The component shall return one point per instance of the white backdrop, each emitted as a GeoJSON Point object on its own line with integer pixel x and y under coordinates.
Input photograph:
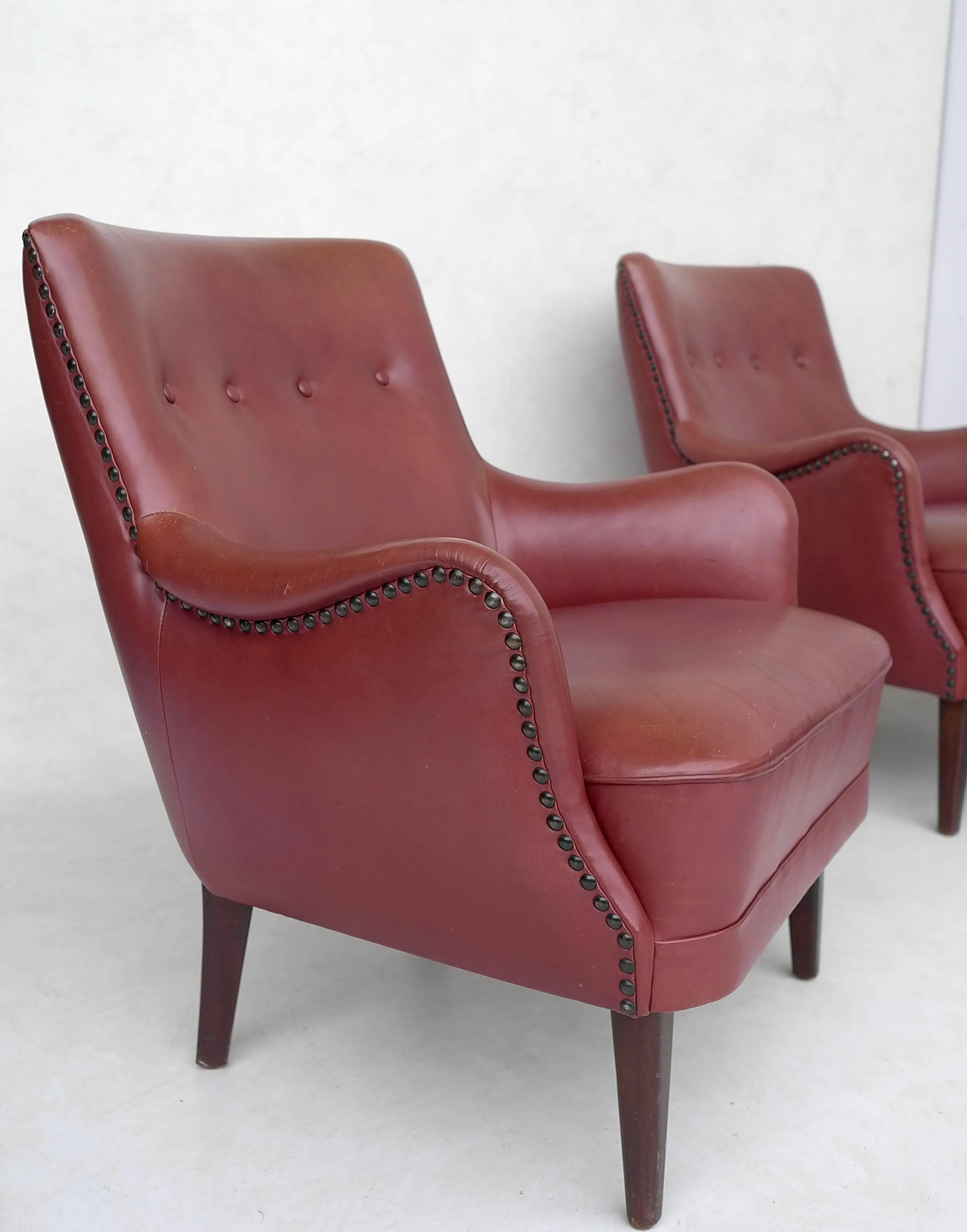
{"type": "Point", "coordinates": [514, 149]}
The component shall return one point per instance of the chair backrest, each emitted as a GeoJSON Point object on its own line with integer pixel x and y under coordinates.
{"type": "Point", "coordinates": [747, 351]}
{"type": "Point", "coordinates": [290, 394]}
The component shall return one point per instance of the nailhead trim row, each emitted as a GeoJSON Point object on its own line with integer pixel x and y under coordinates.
{"type": "Point", "coordinates": [900, 493]}
{"type": "Point", "coordinates": [518, 663]}
{"type": "Point", "coordinates": [652, 364]}
{"type": "Point", "coordinates": [84, 399]}
{"type": "Point", "coordinates": [811, 467]}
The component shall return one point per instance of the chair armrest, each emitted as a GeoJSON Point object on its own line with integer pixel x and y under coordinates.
{"type": "Point", "coordinates": [940, 457]}
{"type": "Point", "coordinates": [863, 544]}
{"type": "Point", "coordinates": [717, 531]}
{"type": "Point", "coordinates": [361, 763]}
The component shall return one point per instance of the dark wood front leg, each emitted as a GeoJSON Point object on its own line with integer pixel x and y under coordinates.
{"type": "Point", "coordinates": [953, 764]}
{"type": "Point", "coordinates": [643, 1067]}
{"type": "Point", "coordinates": [805, 928]}
{"type": "Point", "coordinates": [225, 933]}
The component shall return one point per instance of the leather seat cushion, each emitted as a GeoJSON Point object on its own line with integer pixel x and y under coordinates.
{"type": "Point", "coordinates": [947, 537]}
{"type": "Point", "coordinates": [714, 734]}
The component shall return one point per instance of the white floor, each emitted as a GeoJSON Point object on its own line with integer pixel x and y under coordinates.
{"type": "Point", "coordinates": [369, 1090]}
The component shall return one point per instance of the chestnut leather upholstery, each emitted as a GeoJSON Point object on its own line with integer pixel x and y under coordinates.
{"type": "Point", "coordinates": [336, 625]}
{"type": "Point", "coordinates": [739, 364]}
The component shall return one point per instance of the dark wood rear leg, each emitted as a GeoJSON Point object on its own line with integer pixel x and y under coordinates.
{"type": "Point", "coordinates": [805, 927]}
{"type": "Point", "coordinates": [225, 933]}
{"type": "Point", "coordinates": [643, 1067]}
{"type": "Point", "coordinates": [953, 764]}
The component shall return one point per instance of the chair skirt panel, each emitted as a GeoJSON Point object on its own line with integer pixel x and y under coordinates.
{"type": "Point", "coordinates": [696, 970]}
{"type": "Point", "coordinates": [947, 536]}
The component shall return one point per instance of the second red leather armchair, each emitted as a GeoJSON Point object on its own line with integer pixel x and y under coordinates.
{"type": "Point", "coordinates": [739, 364]}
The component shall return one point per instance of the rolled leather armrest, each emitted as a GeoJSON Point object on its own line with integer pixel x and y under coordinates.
{"type": "Point", "coordinates": [381, 756]}
{"type": "Point", "coordinates": [719, 531]}
{"type": "Point", "coordinates": [941, 460]}
{"type": "Point", "coordinates": [863, 543]}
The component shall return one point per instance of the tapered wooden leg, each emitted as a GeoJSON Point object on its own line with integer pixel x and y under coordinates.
{"type": "Point", "coordinates": [953, 764]}
{"type": "Point", "coordinates": [643, 1067]}
{"type": "Point", "coordinates": [805, 928]}
{"type": "Point", "coordinates": [225, 933]}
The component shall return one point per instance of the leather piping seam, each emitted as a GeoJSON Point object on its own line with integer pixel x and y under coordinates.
{"type": "Point", "coordinates": [653, 365]}
{"type": "Point", "coordinates": [81, 387]}
{"type": "Point", "coordinates": [754, 772]}
{"type": "Point", "coordinates": [168, 735]}
{"type": "Point", "coordinates": [764, 889]}
{"type": "Point", "coordinates": [900, 495]}
{"type": "Point", "coordinates": [358, 604]}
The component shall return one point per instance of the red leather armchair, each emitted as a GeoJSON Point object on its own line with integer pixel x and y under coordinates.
{"type": "Point", "coordinates": [576, 738]}
{"type": "Point", "coordinates": [739, 364]}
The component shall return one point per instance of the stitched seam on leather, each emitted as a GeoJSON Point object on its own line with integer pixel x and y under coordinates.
{"type": "Point", "coordinates": [87, 403]}
{"type": "Point", "coordinates": [168, 736]}
{"type": "Point", "coordinates": [652, 364]}
{"type": "Point", "coordinates": [871, 448]}
{"type": "Point", "coordinates": [311, 621]}
{"type": "Point", "coordinates": [701, 937]}
{"type": "Point", "coordinates": [754, 773]}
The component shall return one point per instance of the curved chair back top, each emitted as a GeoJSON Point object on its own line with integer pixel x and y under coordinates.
{"type": "Point", "coordinates": [290, 394]}
{"type": "Point", "coordinates": [747, 351]}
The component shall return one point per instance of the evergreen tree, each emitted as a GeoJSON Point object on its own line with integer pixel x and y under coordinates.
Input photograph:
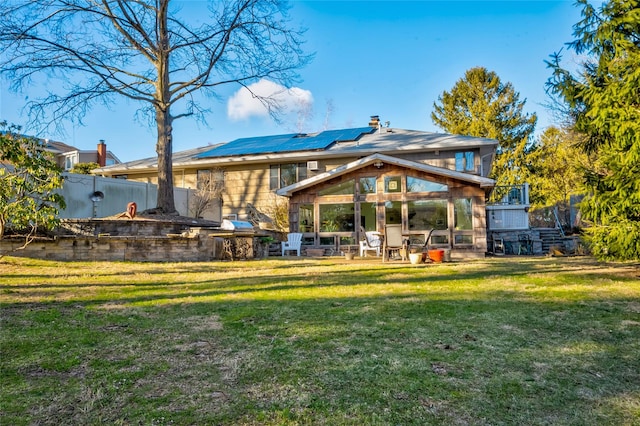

- Work item:
The result should be the full set of entries above, restated exactly and without images.

- Response for this exercise:
The component shall return one point per instance of the white backdrop, each emitted as a GeoJSON Point object on its own line with integer pixel x and y under coordinates.
Input photograph:
{"type": "Point", "coordinates": [514, 149]}
The component shall return one point per instance of the chair backrest, each emitted as a GeoJSON Point object on its own line with integer pixel x and y under coordinates.
{"type": "Point", "coordinates": [747, 351]}
{"type": "Point", "coordinates": [290, 394]}
The component shall return one point per instance of the nailhead trim row, each emitted as a GeoJSON Point object on its own line with integer pixel x and y under coordinates.
{"type": "Point", "coordinates": [900, 493]}
{"type": "Point", "coordinates": [518, 663]}
{"type": "Point", "coordinates": [652, 364]}
{"type": "Point", "coordinates": [84, 399]}
{"type": "Point", "coordinates": [811, 467]}
The component shall return one point per instance of the chair armrest, each emitted as a GeoJSON Point object on its own line with integer pixel x and y under coordinates.
{"type": "Point", "coordinates": [940, 457]}
{"type": "Point", "coordinates": [863, 544]}
{"type": "Point", "coordinates": [717, 531]}
{"type": "Point", "coordinates": [361, 763]}
The component shall return one point per instance of the dark wood front leg, each emitted as a GeoJSON Point object on its own line with integer pixel x and y under coordinates.
{"type": "Point", "coordinates": [953, 764]}
{"type": "Point", "coordinates": [643, 1067]}
{"type": "Point", "coordinates": [805, 928]}
{"type": "Point", "coordinates": [225, 933]}
The component shall return one point per instance of the leather seat cushion, each emitted as a GeoJSON Point object on its own line with integer pixel x and y under coordinates.
{"type": "Point", "coordinates": [947, 537]}
{"type": "Point", "coordinates": [714, 734]}
The component shall return one point per instance of the white floor, each emitted as a GeoJSON Point object on its own line with integer pixel x and y under coordinates.
{"type": "Point", "coordinates": [369, 1090]}
The component shall return one point per instance of the chestnut leather upholstery, each emitted as a GeoJSON Point object on its own line with integer pixel x and y under coordinates.
{"type": "Point", "coordinates": [336, 625]}
{"type": "Point", "coordinates": [739, 364]}
The component shall return one point per instance of the dark wood rear leg, each emitted as a GeoJSON Point object on its own line with integer pixel x and y under coordinates.
{"type": "Point", "coordinates": [805, 927]}
{"type": "Point", "coordinates": [225, 933]}
{"type": "Point", "coordinates": [643, 1067]}
{"type": "Point", "coordinates": [953, 764]}
The component shall return one point per instance of the chair skirt panel, each emitted as a GeoJSON Point object on its own line with integer pixel x and y under coordinates.
{"type": "Point", "coordinates": [696, 970]}
{"type": "Point", "coordinates": [947, 536]}
The component shall return one point per instance of the second red leather armchair, each emitted as a GeoJSON Point object on its own line with integer pixel x and y under coordinates.
{"type": "Point", "coordinates": [739, 364]}
The component shall return one point per instance of the rolled leather armrest, each emitted as a GeoJSON Point object on its own line with integer pixel x and y under coordinates.
{"type": "Point", "coordinates": [381, 756]}
{"type": "Point", "coordinates": [719, 531]}
{"type": "Point", "coordinates": [941, 460]}
{"type": "Point", "coordinates": [863, 543]}
The component shall return one point per instance of the tapered wooden leg, each emitted as a GeoJSON Point object on its own line with integer pixel x and y under coordinates.
{"type": "Point", "coordinates": [953, 764]}
{"type": "Point", "coordinates": [643, 1067]}
{"type": "Point", "coordinates": [805, 928]}
{"type": "Point", "coordinates": [225, 933]}
The component shall return one point per instance of the leather piping seam, each emitted as a GeoJSON Point object on its own line with integer pixel x and y under coordinates.
{"type": "Point", "coordinates": [653, 365]}
{"type": "Point", "coordinates": [81, 387]}
{"type": "Point", "coordinates": [754, 772]}
{"type": "Point", "coordinates": [168, 735]}
{"type": "Point", "coordinates": [764, 889]}
{"type": "Point", "coordinates": [900, 495]}
{"type": "Point", "coordinates": [358, 604]}
The component shall return one point per instance of the red leather armchair, each emitted as a GeoJSON Point object on its own line with integer pixel x and y under coordinates.
{"type": "Point", "coordinates": [576, 738]}
{"type": "Point", "coordinates": [739, 364]}
The component shall return one point per instance of the stitched seam on leather, each emitted as a GeoJSON Point object on its own line with integer pixel x and y under coordinates.
{"type": "Point", "coordinates": [87, 403]}
{"type": "Point", "coordinates": [168, 736]}
{"type": "Point", "coordinates": [652, 364]}
{"type": "Point", "coordinates": [871, 448]}
{"type": "Point", "coordinates": [311, 621]}
{"type": "Point", "coordinates": [701, 937]}
{"type": "Point", "coordinates": [754, 773]}
The component shall return one point per instance of the curved chair back top, each emitted as a GeoJSON Point object on its own line with integer pixel x and y under coordinates.
{"type": "Point", "coordinates": [290, 394]}
{"type": "Point", "coordinates": [747, 351]}
The component shall return one point per instance of the evergreen tree, each emitted as a GeoJSON Point object on its own line with integer pixel x and y under coordinates.
Input photograph:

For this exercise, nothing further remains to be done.